**TEXT PASSAGE:**
* * * * * * *

Let me say a word about the Aegean and where it fits into this picture. I think for all of the above reasons, the EU tends to see the Aegean dispute more in line with Greek perspectives than with Turkish ones. European countries of course support Greece's view that the convention on the law of the sea should apply to the Aegean, that international law should determine territory in territorial waters, that Greece has a legal right to its 12 mile limit, even though it advises that it shouldn't exercise it, and that Greek inhabited and even uninhabited islands in the Aegean, however close to the Turkish mainland, are unambiguously Greek. During the time of the Imia-Kardak crisis, I think European leaders were very critical of Turkish actions. Thus, because of the way the EU sees problems, they tend on these issues to see it through Greek eyes.

But I think it's very important to stress, and this is where I would put my stress, the limits on this EU solidarity with Greece on these issues. Greece has often been disappointed with the amount of support it gets from the EU on Aegean issues. It was disappointed when the Western European Union made it clear that even though Greece could fully join the Western European Union, a Greece-Turkey war wouldn't be covered by the defense guarantees of the WEU, which of course is precisely one of the reasons why Greece wanted to be in the WEU in the first place.

I think that is very symbolically indicative of the amount of support Greece can really expect from its EU partners. And I'm not surprised that many Greeks are frustrated with the amount of solidarity they get from the EU. It's not what they would ideally like to see a union be. I think another example of the same point is Greek efforts to incorporate a commitment to territorial integrity into the Amsterdam Treaty so that it would be even more clear that, if you're a member of the EU, your territory is guaranteed by the other members of the EU. Some people would like to think this goes without saying. Greeks would rather have said it. But they found resistance to saying such things among their European partners.

* * * * * * *

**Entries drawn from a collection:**
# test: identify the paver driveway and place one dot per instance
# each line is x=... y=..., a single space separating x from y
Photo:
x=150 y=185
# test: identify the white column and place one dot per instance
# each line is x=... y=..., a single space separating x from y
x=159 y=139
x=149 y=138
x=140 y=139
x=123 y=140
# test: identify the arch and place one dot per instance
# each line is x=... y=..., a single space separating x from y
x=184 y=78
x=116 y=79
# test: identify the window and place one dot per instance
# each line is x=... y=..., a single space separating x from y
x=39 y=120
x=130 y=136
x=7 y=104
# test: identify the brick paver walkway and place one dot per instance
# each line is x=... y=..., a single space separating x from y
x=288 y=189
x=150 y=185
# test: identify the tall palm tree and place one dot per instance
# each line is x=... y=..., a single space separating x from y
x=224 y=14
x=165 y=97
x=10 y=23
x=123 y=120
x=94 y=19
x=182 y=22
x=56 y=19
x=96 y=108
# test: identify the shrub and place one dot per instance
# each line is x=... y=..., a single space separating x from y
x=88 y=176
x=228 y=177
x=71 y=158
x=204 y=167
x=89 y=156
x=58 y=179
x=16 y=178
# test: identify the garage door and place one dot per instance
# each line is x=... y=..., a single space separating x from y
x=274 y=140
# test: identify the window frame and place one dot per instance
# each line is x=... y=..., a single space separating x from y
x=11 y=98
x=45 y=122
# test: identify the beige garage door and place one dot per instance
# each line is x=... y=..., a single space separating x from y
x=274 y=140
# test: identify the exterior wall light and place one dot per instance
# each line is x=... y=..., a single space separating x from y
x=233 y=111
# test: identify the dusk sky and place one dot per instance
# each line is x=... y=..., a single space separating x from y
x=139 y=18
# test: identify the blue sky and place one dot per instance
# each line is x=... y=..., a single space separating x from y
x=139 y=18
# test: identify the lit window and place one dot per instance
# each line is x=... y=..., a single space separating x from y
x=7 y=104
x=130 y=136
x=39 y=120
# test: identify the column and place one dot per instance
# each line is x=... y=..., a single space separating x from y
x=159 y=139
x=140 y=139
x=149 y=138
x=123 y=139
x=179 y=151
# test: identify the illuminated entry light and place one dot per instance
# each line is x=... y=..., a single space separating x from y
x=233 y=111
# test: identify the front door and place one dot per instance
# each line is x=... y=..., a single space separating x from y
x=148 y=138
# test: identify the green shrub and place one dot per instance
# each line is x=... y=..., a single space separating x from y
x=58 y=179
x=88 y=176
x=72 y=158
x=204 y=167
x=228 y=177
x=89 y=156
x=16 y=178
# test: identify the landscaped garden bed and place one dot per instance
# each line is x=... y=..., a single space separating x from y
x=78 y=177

* * * * * * *

**WHAT IS ASKED:**
(a) From the Aegean passage, extract everything from "But I think" down to "the first place.".
(b) What commitment did Greece try to have incorporated into the Amsterdam Treaty, according to the Aegean passage?

**ANSWERS TO THE PROBLEMS:**
(a)
But I think it's very important to stress, and this is where I would put my stress, the limits on this EU solidarity with Greece on these issues. Greece has often been disappointed with the amount of support it gets from the EU on Aegean issues. It was disappointed when the Western European Union made it clear that even though Greece could fully join the Western European Union, a Greece-Turkey war wouldn't be covered by the defense guarantees of the WEU, which of course is precisely one of the reasons why Greece wanted to be in the WEU in the first place.

(b) A commitment to territorial integrity.